#### DATA PROVIDED:
>> begin
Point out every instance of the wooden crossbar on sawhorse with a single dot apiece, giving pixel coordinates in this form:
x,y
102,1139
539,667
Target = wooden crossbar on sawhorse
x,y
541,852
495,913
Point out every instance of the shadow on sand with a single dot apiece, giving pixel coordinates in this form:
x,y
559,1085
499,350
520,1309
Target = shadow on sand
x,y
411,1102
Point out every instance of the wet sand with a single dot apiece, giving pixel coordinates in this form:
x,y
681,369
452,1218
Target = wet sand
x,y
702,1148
>> end
#### REQUIRED WORK:
Return all of the items above verbatim, in their original order, without adding, dropping, or changing anything.

#### REPLY:
Point out every instance of the wooden crossbar on sawhorse with a single dot apiece, giving pixel coordinates in this form:
x,y
102,1139
539,667
Target = wooden crossbar on sawhorse
x,y
541,852
495,913
Point out every instance of the shadow on sand with a single dot apiece, giving pixel coordinates in this form:
x,y
559,1085
499,350
520,1309
Target = shadow on sand
x,y
411,1102
Point out every instance of the wet sand with a single dot apiece, giving pixel coordinates in this form:
x,y
681,369
452,1218
Target = wet sand
x,y
702,1148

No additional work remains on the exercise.